[Natural language region descriptions]
══════════
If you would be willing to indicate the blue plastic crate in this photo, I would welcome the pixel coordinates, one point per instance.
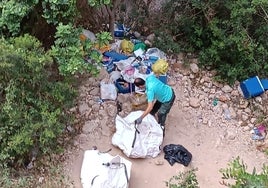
(252, 87)
(163, 78)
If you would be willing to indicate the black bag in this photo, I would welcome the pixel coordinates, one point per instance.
(177, 153)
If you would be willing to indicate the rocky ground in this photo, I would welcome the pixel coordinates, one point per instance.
(212, 120)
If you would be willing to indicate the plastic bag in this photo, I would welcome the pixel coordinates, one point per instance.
(156, 53)
(160, 67)
(108, 90)
(127, 46)
(138, 101)
(140, 141)
(177, 153)
(102, 170)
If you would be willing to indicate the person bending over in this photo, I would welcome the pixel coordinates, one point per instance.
(160, 98)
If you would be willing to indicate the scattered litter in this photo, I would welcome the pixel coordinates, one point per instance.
(259, 133)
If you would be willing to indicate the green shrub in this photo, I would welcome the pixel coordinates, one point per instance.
(32, 101)
(236, 172)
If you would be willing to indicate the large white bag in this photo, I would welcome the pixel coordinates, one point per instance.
(108, 90)
(145, 141)
(102, 170)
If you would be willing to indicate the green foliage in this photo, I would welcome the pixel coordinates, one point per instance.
(103, 38)
(69, 53)
(12, 13)
(183, 180)
(241, 178)
(98, 3)
(229, 36)
(57, 11)
(32, 102)
(54, 11)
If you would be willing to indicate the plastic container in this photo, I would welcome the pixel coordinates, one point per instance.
(252, 87)
(163, 78)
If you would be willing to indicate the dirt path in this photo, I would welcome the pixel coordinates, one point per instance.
(212, 147)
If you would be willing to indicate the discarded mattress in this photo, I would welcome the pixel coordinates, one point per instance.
(102, 170)
(140, 141)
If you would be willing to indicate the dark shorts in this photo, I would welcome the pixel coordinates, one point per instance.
(163, 108)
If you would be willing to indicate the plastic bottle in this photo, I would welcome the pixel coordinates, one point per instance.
(227, 114)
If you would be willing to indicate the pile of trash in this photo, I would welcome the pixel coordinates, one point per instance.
(125, 60)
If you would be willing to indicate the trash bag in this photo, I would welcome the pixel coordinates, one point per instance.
(102, 170)
(138, 141)
(177, 153)
(160, 67)
(127, 46)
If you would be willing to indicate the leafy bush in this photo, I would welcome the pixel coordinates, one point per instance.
(75, 56)
(241, 178)
(183, 180)
(32, 101)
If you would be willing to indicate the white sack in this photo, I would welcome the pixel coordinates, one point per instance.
(96, 175)
(107, 90)
(148, 141)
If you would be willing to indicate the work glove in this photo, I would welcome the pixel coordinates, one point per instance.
(138, 121)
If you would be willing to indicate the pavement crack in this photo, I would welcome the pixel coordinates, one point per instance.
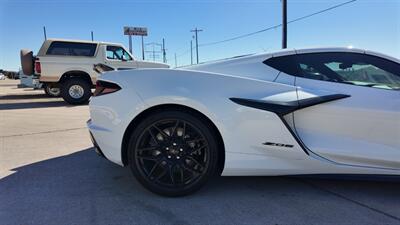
(348, 199)
(43, 132)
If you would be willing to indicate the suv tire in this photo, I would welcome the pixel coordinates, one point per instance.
(76, 91)
(51, 91)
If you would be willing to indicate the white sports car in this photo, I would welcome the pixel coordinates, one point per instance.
(309, 111)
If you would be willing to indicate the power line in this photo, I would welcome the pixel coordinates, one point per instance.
(276, 26)
(268, 28)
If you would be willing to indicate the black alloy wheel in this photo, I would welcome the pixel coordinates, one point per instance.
(173, 153)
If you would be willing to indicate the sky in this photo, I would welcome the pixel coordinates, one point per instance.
(368, 24)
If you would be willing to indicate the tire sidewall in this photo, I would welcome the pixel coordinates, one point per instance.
(66, 85)
(49, 93)
(201, 126)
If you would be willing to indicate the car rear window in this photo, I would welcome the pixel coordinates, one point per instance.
(71, 49)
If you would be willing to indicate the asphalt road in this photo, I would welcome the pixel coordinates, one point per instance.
(49, 174)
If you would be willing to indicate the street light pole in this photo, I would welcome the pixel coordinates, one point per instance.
(191, 52)
(196, 31)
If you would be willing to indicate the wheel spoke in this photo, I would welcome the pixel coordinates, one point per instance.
(192, 171)
(195, 140)
(184, 130)
(174, 128)
(195, 161)
(171, 174)
(161, 131)
(150, 158)
(193, 150)
(147, 149)
(152, 135)
(154, 168)
(181, 174)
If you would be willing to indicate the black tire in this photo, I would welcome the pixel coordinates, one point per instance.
(27, 61)
(76, 83)
(50, 91)
(173, 158)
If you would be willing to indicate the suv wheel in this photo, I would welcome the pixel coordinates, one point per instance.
(52, 91)
(173, 153)
(76, 91)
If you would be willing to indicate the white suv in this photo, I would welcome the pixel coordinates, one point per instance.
(68, 67)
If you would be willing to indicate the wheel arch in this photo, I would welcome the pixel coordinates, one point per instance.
(141, 116)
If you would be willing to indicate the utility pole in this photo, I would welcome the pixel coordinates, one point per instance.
(191, 52)
(176, 64)
(44, 32)
(142, 48)
(196, 31)
(164, 53)
(284, 24)
(130, 43)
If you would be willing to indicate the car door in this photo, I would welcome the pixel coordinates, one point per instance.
(118, 58)
(361, 128)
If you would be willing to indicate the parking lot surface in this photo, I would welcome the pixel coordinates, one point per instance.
(49, 174)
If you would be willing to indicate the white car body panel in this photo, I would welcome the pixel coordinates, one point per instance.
(208, 88)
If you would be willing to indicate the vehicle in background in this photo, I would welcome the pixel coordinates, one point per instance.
(28, 81)
(303, 111)
(67, 67)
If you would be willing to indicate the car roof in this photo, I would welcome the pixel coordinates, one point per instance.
(82, 41)
(294, 51)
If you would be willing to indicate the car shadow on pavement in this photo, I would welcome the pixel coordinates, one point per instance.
(82, 188)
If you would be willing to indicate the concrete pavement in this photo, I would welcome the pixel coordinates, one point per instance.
(49, 174)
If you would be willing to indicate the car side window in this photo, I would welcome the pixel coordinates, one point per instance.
(341, 67)
(350, 68)
(117, 53)
(286, 64)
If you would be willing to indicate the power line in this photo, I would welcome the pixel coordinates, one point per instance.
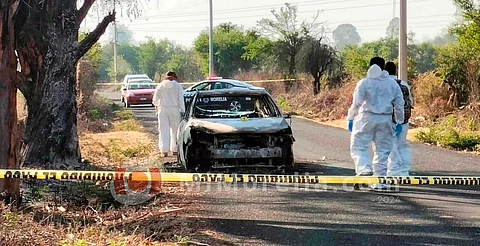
(360, 28)
(248, 9)
(263, 15)
(329, 23)
(357, 26)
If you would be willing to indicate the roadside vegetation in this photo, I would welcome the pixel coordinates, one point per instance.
(86, 213)
(443, 71)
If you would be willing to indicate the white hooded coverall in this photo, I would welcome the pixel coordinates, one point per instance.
(371, 111)
(400, 159)
(168, 97)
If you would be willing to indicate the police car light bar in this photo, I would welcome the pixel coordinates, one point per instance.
(213, 78)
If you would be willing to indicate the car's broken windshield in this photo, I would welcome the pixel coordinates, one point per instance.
(233, 107)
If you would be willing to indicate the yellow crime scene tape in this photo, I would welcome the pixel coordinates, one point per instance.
(193, 83)
(155, 175)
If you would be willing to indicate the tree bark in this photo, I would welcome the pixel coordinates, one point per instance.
(9, 189)
(316, 85)
(48, 51)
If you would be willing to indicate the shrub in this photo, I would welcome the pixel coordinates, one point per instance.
(431, 96)
(445, 134)
(95, 113)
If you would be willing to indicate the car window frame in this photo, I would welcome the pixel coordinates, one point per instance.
(266, 99)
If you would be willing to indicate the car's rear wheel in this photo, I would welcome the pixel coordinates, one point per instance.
(189, 157)
(287, 156)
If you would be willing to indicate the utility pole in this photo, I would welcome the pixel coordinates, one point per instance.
(211, 39)
(394, 8)
(402, 61)
(115, 40)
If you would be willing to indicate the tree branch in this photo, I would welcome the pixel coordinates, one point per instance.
(94, 36)
(83, 11)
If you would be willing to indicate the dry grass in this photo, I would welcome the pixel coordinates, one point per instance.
(431, 97)
(69, 223)
(118, 148)
(328, 105)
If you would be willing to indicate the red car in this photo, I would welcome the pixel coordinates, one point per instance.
(138, 92)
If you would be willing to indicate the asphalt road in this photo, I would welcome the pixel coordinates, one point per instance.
(335, 215)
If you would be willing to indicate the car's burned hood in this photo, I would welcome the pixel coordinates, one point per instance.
(236, 125)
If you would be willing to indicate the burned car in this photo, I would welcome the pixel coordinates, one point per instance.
(233, 128)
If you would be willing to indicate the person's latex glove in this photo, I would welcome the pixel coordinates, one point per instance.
(398, 129)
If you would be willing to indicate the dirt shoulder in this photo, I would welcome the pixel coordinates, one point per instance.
(89, 213)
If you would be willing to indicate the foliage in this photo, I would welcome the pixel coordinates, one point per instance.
(124, 35)
(446, 135)
(393, 28)
(183, 62)
(128, 52)
(151, 54)
(94, 54)
(290, 35)
(468, 31)
(423, 55)
(317, 58)
(229, 41)
(451, 62)
(346, 34)
(123, 68)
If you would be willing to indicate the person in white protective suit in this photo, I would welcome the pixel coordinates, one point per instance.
(170, 107)
(400, 159)
(370, 120)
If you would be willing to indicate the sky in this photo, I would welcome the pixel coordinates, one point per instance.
(181, 21)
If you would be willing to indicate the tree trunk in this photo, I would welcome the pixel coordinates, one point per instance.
(49, 50)
(316, 86)
(51, 131)
(8, 98)
(316, 83)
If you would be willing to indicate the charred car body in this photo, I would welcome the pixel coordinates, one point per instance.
(237, 127)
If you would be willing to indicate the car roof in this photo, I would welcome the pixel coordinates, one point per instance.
(136, 75)
(234, 91)
(234, 82)
(140, 79)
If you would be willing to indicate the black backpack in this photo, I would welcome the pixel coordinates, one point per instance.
(408, 103)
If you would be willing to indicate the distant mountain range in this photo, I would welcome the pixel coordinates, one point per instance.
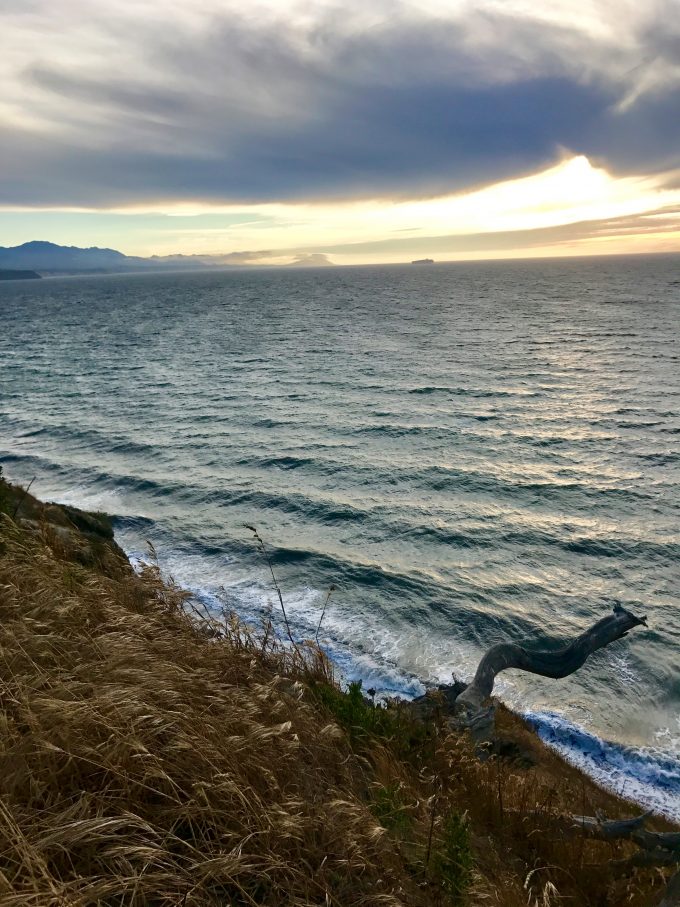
(49, 258)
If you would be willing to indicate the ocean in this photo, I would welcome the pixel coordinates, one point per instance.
(468, 452)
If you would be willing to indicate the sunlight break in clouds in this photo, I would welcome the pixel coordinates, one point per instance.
(334, 124)
(572, 191)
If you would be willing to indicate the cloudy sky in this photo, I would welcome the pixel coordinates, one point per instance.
(376, 130)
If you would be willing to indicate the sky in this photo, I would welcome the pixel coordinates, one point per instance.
(373, 131)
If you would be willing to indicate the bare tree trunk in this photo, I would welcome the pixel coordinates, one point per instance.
(557, 663)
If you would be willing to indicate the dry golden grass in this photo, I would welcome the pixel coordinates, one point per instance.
(148, 757)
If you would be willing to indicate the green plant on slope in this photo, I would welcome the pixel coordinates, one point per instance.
(452, 860)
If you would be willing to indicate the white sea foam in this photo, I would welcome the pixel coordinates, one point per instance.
(648, 776)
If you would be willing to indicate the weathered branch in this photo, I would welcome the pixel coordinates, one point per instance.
(556, 663)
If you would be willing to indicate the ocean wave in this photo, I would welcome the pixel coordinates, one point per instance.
══════════
* _WHAT TO DO_
All that is wanted is the line with "If you would be willing to indicate the sunlight" and every later line in the entries, reproduced exactly.

* _OUTPUT OF THE TASK_
If you would be willing to indicate the sunlight break in clouds in this photo, I would welcome the pixel coordinates, one point per instance.
(334, 124)
(572, 191)
If you would be willing to indicate the cloudy sky in this photo, I would welcome the pixel coordinates, one point per instance.
(376, 130)
If you would be willing to indicate the sky in this photo, I would welcome the pixel coordinates, one point per instance.
(373, 131)
If you would be willing to indicate the bare tree trunk in this photo, I would welcome the pixel coordinates, one point per instance.
(557, 663)
If you would be willing to indicate the dry golden grass in this photo, I would welcome the pixel coordinates, one point per instance.
(148, 757)
If you would be willing to indicate the green plant on slope in this photo, I would welcome the pixel coordinates, one point per instance.
(452, 860)
If you would be willing to indicate the white sea foam in this photo, I would welcome the pixel coordinates, one point per instance.
(648, 776)
If you would be willing to indicate the weathered branch in this photo, I would welcome the pixel coordinates, one point per instance.
(556, 663)
If you would be willing to indicate the ocean wave in this photo, I would welcome the pixel coordinates, one point per instance.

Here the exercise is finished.